BEGIN PASSAGE PROVIDED

Sloane had scarcely got farther into France than the town of Dieppe, before it was his good fortune to make the acquaintance of Nicholas Lemery, and to find himself able to communicate to that eminent chemist the results of some novel experiments. |Eloge, in Mém. de l’Acad. des Sciences (1753); and MS. Correspondence. (B. M.)| They journeyed together from Dieppe to Paris, and the acquaintance thus casually formed was productive of good to both of them. The studies begun in Ireland, and assiduously continued in London, were now matured in Paris under men of European fame. And the young botanist who heretofore could profit only by the infant garden established by the London apothecaries at Chelsea, and by an occasional botanizing ramble into the country, could now expatiate at will in the magnificent Jardin des Plantes of the King of France. In that botanical university Sloane, too, had Tournefort—four years his senior—for his frequent companion and fellow-student.
In July, 1683, he took his degree as Doctor of Medicine in the University of Orange. Thence he went to Montpelier, where he resided until nearly the end of May, 1684. After visiting Bordeaux, and some other parts of France, he returned to Paris. There were few towns, in which he made any stay, that had not given him some friend or other, in addition to a valuable accession of knowledge. And the friendships he had once formed were but rarely lost.

END PASSAGE PROVIDED

**PROMPT:** Reproduce, word for word, the passage on Sloane's time in France from "In July, 1683, he" to "but rarely lost.".

BEGIN SUPPLIED MATERIAL

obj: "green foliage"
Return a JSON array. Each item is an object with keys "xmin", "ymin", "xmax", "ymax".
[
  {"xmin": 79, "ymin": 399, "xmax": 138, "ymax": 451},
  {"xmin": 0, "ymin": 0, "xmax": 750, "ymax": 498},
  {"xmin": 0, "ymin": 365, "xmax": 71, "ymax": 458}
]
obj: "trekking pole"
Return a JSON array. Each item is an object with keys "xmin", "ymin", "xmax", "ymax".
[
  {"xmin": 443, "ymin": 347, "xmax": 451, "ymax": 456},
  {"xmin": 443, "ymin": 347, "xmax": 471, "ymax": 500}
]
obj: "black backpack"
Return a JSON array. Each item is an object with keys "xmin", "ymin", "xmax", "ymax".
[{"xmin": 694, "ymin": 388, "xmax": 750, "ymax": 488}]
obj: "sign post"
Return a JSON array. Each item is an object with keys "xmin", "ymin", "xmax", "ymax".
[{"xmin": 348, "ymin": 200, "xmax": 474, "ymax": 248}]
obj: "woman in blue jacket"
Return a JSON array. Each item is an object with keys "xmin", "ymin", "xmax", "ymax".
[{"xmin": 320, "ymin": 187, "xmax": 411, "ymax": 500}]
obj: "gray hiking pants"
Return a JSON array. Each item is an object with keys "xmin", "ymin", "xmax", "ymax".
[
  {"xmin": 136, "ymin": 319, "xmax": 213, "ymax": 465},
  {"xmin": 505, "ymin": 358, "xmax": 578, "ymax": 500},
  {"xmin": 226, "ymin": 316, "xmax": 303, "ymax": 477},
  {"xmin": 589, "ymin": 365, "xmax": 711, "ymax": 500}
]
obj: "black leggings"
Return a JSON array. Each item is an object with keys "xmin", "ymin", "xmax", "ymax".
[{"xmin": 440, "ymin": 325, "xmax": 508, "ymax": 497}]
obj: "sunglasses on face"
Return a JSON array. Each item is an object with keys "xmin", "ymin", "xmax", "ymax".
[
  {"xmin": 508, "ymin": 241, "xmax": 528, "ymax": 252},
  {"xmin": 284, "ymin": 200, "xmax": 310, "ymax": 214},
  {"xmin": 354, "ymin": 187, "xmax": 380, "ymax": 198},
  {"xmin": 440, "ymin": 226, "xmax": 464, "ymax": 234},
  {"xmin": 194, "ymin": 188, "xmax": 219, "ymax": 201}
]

END SUPPLIED MATERIAL

**COMPLETED EXERCISE:**
In July, 1683, he took his degree as Doctor of Medicine in the University of Orange. Thence he went to Montpelier, where he resided until nearly the end of May, 1684. After visiting Bordeaux, and some other parts of France, he returned to Paris. There were few towns, in which he made any stay, that had not given him some friend or other, in addition to a valuable accession of knowledge. And the friendships he had once formed were but rarely lost.